§ **TEXT PROVIDED**
>> start

Who are you and what do you do? How long have you been a working musician?

That's very good question which a committed musician may never be able to answer. As a musician, you may be able to say that you make music (depending on the definition), but the serious musician is always searching for a new kind of sound that is constantly redefining what he does. So, at best, all I can say that I'm involved in that search because I've only been producing for over two years. Maybe after several years and an improved technique, I might develop a new sound that is clearly my own, but that would take a couple more albums, I think.

The thing about my 'Dark Matters' album is that I had no production skills whatsoever when I started to work on it. This album is the result of my first two years going to production school, so the first tracks were taking forever, and the last ones were going much faster. Basically, the first tracks were simply production exercises in class. My idea was to create an album with different moods, that would work as a mix, so many of the tracks were never conceived as dancefloor sensations (which was never a priority in making the album). 'Dlython' and 'Pangea' are good examples of this, as they have more of a soundtrack feeling to them. I also wanted to have natural sounds in there, so you have violins, a harmonica played by me, bagpipes generating warped sounds, Mongolian throat singing, whale sounds, etc.

>> end

§ **WORK TO COMPLETE**
1/ In the musician interview, which two tracks from the 'Dark Matters' album are said to have more of a soundtrack feeling?
2/ Carry on writing the musician interview, picking up after its last sentence.

§ **INFORMATION SHOWN**
>> start

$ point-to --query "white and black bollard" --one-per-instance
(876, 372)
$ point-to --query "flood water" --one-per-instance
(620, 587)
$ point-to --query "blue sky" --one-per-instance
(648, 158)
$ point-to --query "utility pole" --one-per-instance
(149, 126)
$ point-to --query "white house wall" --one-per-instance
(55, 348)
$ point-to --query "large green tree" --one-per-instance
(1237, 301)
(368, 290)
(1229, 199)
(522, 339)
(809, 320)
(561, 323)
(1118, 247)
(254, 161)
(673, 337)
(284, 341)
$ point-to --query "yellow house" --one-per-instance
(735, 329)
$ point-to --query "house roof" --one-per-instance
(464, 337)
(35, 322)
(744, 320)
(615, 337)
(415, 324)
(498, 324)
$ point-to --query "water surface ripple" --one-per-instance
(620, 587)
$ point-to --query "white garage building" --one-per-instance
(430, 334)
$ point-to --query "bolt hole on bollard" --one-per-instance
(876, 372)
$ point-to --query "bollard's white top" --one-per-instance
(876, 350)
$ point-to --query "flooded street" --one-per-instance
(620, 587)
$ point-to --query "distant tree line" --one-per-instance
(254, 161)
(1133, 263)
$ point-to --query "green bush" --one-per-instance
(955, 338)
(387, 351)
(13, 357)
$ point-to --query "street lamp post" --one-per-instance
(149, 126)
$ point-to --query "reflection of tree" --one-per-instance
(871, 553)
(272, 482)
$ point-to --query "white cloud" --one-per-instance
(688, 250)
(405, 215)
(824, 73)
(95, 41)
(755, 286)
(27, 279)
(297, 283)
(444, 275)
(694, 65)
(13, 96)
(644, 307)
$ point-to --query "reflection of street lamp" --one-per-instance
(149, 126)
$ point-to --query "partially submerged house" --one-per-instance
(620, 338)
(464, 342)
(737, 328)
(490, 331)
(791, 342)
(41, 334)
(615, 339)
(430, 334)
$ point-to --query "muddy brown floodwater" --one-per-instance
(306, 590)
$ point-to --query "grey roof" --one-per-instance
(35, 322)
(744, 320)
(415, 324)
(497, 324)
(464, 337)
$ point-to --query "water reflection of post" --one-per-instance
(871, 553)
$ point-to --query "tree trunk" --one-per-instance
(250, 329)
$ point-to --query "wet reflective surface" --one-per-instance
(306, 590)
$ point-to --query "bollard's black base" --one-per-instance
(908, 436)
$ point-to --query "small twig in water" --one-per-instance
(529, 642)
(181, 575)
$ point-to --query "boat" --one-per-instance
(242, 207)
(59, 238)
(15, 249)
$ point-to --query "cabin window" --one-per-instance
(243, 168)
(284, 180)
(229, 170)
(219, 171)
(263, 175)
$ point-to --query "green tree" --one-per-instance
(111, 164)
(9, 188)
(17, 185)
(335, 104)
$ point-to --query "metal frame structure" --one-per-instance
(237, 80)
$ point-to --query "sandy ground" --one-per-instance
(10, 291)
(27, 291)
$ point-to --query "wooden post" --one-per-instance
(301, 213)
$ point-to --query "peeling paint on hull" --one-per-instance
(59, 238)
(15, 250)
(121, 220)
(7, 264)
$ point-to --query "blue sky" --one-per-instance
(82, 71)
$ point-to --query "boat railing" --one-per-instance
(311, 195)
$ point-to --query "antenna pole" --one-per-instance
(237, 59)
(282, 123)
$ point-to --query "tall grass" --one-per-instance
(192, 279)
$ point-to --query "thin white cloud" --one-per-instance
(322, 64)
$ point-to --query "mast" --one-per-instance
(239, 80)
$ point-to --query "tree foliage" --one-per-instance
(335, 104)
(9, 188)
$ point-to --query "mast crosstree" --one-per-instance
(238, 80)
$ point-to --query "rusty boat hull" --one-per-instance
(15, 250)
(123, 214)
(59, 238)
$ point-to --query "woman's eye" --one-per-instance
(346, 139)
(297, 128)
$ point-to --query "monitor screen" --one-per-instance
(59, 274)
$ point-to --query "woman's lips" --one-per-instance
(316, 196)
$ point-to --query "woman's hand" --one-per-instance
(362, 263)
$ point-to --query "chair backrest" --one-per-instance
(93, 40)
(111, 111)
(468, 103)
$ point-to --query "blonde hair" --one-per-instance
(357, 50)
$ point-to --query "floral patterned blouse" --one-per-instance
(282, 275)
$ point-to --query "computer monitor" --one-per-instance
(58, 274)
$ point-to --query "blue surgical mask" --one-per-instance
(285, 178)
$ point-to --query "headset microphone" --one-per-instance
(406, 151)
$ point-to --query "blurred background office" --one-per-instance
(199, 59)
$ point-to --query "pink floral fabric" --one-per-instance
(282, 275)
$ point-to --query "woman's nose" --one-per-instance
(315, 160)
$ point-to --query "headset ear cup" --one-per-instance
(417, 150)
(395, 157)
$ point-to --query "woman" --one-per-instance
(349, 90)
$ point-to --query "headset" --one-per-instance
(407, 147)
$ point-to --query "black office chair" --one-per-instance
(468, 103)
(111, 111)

>> end

§ **ANSWERS TO THE PROBLEMS**
1/ 'Dlython' and 'Pangea'.

2/
What is your educational background? Are there any schools, courses, or books you recommend?

Well, I didn't study music until just a couple of years ago, so my college studies are of no help here. Back then I didn't think there was money to be made in music, so I studied international relations in the US. Would have been nice to go into production instead, but that didn't come until much later. But when it did finally happen, I immersed myself in production school for Logic, synth use, programming, automation, crash levels, etc.

And my recommendation there is to go for private classes, if you can, because you will go a million times faster. And the faster you can get ahead of the learning curve, the sooner you will develop your own sound. What I did, and what I think is probably the best approach, is to use those classes to develop your own tracks. At first I started in a production school where I was based (Madrid), and eventually I went into private classes to solve the problems I was having with my tracks.

What hardware are you using?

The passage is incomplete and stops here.